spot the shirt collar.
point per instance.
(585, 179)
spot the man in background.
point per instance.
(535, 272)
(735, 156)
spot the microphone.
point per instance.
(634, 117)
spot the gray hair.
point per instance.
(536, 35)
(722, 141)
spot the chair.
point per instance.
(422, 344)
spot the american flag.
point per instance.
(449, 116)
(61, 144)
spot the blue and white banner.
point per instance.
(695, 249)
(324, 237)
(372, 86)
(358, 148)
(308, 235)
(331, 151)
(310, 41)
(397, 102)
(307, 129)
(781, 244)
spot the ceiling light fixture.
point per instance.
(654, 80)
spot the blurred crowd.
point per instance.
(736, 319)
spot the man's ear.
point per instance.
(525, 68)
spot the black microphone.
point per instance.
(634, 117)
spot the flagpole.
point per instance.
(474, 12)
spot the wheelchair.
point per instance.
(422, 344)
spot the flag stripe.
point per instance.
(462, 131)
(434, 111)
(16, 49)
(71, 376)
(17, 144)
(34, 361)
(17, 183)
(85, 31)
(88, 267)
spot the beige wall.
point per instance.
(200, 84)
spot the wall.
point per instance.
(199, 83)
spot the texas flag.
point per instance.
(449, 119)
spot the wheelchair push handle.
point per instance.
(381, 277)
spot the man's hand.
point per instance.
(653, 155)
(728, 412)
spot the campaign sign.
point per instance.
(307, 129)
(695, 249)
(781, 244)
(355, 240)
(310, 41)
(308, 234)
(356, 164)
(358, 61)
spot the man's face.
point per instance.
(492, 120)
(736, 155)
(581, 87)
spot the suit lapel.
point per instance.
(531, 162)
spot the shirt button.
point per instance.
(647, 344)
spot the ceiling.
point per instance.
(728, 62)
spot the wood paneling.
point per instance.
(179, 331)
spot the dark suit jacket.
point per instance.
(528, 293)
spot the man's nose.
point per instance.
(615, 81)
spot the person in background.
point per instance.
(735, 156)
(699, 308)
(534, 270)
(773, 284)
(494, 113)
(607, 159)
------------------------------
# EXERCISE GOAL:
In the items from the line containing "spot the ceiling." through the end of the items, change every "spot" to "locate" and reproduce those lines with nothing else altered.

# ANSWER:
locate the ceiling.
point per instance.
(728, 62)
locate the wood paneling.
point per instance.
(179, 331)
locate the dark suit jacket.
point per instance.
(528, 293)
locate the man's nose.
point per instance.
(615, 81)
locate the person in background.
point per instance.
(735, 156)
(699, 308)
(534, 270)
(773, 284)
(494, 113)
(607, 159)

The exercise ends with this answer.